Exercise objective:
Reproduce the passage of the backup text between "4) Don’t trust" and "Stupid, stupid, stupid.", inclusive.

Source text:
4) Don’t trust your “perfect system”

All of this would have been avoided had I, shortly after finishing the dissertation, just burned everything to a DVD for archiving. That way nothing could have wiped it out short of a house-fire. I even thought about doing this, but I had enough confidence in my redundant backup system that I didn’t think I needed to bother digging out the DVDs.

Stupid, stupid, stupid.

Redundancy doesn’t prevent stupidity

Although a lot was, all is not lost. I’d stored the sound file data in a different folder, and by searching lab computers, Google Drive backups, asking my advisor and colleagues for scripts I’d shared, and a few very lucky “emailed to myself” or “copied to my website” moments, over the following weeks, I was able to find copies of the text itself, and all the data I will need to reproduce my findings for publication, albeit with a fair amount of duplicated work. A few other folders were affected, but no others of them were as important. I can’t say I dodged the bullet, but I survived it.

Nevertheless, remember that no matter how redundant, well-formed, or multi-tiered your backup plan is, it can’t save you from yourself. My biggest problem here is that I didn’t fully understand the mechanisms I had in place, and I made a stupid decision using this bad information, and it cost me.

Don’t repeat my mistakes.

Information provided:
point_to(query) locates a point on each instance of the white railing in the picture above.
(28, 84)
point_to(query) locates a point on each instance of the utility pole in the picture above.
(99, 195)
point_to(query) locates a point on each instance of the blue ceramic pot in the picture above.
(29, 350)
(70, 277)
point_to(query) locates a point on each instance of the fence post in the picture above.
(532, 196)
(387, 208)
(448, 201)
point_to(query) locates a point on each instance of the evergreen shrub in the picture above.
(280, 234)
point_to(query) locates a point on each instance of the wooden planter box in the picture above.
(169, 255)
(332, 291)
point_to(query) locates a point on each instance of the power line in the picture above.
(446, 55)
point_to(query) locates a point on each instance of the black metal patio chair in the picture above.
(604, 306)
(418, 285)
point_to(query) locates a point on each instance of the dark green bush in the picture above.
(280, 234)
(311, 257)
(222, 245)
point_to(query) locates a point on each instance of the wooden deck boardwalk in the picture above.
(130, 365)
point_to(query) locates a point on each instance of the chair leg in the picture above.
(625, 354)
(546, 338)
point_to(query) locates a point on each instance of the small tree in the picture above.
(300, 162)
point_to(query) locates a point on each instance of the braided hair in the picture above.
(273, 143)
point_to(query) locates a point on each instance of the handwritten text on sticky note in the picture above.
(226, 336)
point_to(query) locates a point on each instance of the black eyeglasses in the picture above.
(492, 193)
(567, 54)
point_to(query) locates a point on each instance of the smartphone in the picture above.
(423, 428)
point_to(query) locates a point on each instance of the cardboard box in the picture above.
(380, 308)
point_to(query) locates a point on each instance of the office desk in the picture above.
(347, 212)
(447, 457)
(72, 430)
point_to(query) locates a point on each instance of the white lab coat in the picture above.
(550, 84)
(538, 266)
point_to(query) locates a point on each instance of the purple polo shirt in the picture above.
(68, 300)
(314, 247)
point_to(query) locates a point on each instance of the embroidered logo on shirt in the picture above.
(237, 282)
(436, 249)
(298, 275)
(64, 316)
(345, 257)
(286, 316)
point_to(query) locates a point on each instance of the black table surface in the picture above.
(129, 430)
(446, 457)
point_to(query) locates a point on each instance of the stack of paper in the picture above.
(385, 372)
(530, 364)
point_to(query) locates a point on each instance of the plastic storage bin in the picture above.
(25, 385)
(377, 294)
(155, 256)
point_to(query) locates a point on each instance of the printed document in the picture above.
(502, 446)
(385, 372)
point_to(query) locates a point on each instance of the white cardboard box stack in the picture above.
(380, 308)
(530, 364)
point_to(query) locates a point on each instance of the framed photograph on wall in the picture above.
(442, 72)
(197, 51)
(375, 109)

Exercise result:
4) Don’t trust your “perfect system”

All of this would have been avoided had I, shortly after finishing the dissertation, just burned everything to a DVD for archiving. That way nothing could have wiped it out short of a house-fire. I even thought about doing this, but I had enough confidence in my redundant backup system that I didn’t think I needed to bother digging out the DVDs.

Stupid, stupid, stupid.